### Dataset entries
++++++++
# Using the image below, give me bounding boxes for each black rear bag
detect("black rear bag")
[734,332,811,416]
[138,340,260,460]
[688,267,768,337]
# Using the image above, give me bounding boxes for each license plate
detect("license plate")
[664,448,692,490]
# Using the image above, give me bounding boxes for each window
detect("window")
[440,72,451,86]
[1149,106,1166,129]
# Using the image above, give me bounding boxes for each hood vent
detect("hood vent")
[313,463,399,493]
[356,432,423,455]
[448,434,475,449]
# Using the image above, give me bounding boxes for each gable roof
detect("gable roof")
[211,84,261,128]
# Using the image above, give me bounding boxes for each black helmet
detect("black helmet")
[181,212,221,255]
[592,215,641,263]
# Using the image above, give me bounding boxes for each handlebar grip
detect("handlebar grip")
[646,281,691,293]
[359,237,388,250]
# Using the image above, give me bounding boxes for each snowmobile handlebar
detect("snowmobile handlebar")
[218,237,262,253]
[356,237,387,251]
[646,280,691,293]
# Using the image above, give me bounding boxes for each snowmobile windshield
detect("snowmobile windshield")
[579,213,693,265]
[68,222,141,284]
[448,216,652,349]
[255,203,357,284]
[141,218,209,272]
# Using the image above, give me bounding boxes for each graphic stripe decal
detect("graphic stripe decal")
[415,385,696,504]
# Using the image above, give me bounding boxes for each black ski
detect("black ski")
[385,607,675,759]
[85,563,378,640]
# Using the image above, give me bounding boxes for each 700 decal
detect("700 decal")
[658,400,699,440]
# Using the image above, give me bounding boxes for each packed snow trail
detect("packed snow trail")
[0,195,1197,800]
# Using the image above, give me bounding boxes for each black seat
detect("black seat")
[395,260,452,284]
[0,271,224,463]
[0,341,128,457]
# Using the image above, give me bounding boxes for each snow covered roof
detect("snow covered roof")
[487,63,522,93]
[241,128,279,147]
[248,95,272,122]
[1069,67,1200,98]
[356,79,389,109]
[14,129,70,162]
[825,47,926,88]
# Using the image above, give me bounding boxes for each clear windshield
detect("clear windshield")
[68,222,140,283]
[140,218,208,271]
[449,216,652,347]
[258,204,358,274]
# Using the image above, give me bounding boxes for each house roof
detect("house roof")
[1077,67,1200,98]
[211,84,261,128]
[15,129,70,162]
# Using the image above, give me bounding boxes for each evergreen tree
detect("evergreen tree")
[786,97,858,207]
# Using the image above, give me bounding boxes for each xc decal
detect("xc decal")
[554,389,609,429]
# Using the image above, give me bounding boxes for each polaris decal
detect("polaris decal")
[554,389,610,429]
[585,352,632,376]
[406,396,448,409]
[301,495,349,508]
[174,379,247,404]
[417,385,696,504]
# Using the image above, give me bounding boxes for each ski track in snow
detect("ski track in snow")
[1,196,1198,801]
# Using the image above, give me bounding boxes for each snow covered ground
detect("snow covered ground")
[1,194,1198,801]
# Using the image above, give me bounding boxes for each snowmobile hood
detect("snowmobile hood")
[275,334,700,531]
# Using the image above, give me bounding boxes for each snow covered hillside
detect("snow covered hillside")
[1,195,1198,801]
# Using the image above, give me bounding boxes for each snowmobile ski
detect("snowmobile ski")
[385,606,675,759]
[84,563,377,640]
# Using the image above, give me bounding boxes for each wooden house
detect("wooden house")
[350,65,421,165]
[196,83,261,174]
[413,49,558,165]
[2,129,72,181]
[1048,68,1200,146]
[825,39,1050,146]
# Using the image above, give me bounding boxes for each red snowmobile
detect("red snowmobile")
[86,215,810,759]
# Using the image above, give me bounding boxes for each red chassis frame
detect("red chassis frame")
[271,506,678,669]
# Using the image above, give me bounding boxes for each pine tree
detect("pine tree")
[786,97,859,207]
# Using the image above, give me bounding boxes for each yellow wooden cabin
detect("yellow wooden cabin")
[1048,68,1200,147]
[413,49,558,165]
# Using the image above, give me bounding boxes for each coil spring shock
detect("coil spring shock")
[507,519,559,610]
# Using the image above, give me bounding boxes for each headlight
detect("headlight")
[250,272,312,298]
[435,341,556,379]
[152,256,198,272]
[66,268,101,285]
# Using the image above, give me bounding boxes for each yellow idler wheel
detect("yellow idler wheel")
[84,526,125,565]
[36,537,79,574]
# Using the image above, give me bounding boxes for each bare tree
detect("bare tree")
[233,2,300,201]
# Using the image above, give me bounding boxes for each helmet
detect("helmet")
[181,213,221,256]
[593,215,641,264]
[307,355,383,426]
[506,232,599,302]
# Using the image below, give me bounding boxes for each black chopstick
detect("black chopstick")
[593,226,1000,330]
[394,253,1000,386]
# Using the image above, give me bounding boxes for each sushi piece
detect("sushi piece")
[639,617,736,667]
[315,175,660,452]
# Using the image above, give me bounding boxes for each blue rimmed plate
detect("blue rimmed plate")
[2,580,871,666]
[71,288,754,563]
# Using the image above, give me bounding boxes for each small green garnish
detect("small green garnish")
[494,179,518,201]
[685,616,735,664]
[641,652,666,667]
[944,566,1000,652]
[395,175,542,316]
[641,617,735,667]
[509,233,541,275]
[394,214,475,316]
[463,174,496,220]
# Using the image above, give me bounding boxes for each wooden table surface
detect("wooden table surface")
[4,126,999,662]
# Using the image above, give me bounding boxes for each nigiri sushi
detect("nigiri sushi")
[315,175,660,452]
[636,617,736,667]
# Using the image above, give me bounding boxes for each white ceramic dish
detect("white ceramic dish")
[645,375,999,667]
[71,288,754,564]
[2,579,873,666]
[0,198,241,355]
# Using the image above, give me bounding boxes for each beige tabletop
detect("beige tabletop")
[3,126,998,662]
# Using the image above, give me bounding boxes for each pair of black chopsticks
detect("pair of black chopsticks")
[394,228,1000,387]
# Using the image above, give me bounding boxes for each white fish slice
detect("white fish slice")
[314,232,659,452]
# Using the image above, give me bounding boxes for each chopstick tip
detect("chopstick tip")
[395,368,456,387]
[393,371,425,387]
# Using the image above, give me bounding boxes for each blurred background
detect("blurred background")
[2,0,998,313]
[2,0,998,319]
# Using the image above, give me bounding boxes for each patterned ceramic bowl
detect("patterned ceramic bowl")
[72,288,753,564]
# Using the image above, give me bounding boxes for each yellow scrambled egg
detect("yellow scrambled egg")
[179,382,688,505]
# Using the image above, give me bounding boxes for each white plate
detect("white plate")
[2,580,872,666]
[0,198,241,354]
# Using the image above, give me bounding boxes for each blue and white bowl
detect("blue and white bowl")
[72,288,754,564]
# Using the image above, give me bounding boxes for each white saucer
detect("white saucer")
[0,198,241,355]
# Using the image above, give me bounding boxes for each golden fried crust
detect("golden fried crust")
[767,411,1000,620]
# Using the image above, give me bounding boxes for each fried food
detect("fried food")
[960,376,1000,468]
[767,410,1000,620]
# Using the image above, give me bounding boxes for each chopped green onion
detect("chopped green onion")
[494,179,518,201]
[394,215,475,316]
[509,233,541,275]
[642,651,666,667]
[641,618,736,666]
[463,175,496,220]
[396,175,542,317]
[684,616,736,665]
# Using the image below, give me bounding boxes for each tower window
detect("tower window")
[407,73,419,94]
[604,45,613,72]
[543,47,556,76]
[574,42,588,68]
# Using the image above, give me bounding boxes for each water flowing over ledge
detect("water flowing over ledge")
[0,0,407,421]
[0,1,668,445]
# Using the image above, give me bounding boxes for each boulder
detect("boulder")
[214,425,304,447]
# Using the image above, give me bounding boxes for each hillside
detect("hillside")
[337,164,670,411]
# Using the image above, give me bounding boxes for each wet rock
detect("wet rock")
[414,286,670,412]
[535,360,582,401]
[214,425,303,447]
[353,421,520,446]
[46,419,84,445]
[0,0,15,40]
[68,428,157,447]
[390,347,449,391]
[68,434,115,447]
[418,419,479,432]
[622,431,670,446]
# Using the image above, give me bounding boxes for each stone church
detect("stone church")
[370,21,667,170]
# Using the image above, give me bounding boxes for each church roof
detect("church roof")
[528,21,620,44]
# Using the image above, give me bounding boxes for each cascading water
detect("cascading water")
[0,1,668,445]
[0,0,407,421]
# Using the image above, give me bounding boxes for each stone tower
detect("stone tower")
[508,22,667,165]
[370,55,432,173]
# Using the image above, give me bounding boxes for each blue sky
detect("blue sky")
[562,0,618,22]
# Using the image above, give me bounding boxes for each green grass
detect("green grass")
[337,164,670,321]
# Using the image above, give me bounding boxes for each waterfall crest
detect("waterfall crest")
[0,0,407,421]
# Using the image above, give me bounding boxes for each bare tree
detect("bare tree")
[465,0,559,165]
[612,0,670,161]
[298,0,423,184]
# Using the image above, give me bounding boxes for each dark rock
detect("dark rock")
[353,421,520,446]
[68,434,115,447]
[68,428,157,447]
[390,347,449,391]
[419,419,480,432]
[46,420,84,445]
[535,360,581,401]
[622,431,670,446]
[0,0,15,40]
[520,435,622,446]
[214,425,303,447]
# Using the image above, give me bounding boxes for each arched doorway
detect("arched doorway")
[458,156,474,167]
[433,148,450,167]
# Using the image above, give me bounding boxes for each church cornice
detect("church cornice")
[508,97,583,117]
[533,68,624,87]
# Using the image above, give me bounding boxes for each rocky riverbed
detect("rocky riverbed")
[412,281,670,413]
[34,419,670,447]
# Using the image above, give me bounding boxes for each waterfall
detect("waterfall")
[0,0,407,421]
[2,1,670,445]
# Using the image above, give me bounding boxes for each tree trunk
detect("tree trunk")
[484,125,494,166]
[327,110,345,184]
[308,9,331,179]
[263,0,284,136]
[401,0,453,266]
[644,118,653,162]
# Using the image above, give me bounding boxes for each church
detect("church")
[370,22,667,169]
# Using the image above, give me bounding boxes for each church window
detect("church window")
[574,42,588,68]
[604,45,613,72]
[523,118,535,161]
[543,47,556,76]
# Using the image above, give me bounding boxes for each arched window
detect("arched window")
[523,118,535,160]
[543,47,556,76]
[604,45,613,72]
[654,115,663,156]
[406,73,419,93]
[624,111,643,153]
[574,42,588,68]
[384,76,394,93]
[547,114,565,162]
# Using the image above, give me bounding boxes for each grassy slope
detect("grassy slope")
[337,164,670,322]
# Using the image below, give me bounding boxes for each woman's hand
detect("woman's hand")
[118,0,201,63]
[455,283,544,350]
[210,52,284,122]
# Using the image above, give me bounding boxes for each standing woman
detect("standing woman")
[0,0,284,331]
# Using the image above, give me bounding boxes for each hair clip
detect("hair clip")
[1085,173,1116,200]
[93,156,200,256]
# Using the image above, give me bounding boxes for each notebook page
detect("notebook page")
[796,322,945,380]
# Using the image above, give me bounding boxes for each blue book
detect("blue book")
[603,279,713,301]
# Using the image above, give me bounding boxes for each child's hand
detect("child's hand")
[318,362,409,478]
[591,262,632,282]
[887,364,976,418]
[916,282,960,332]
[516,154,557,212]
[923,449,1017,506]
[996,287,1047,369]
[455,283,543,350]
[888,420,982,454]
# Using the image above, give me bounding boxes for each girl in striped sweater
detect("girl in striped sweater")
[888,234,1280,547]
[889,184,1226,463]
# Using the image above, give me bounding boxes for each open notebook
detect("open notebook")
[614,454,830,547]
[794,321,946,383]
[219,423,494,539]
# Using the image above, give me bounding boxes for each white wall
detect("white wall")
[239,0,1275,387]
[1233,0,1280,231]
++++++++
### Exercise
Copy exactly the lines from the top of the entries through the line with "each license plate" in it, please, keeping both ends and adding nothing.

### Task solution
# Using the image below, give me bounding boxes for each black rear bag
detect("black rear bag")
[734,332,811,416]
[138,340,260,460]
[688,267,768,337]
# Using the image above, give me bounding boxes for each license plate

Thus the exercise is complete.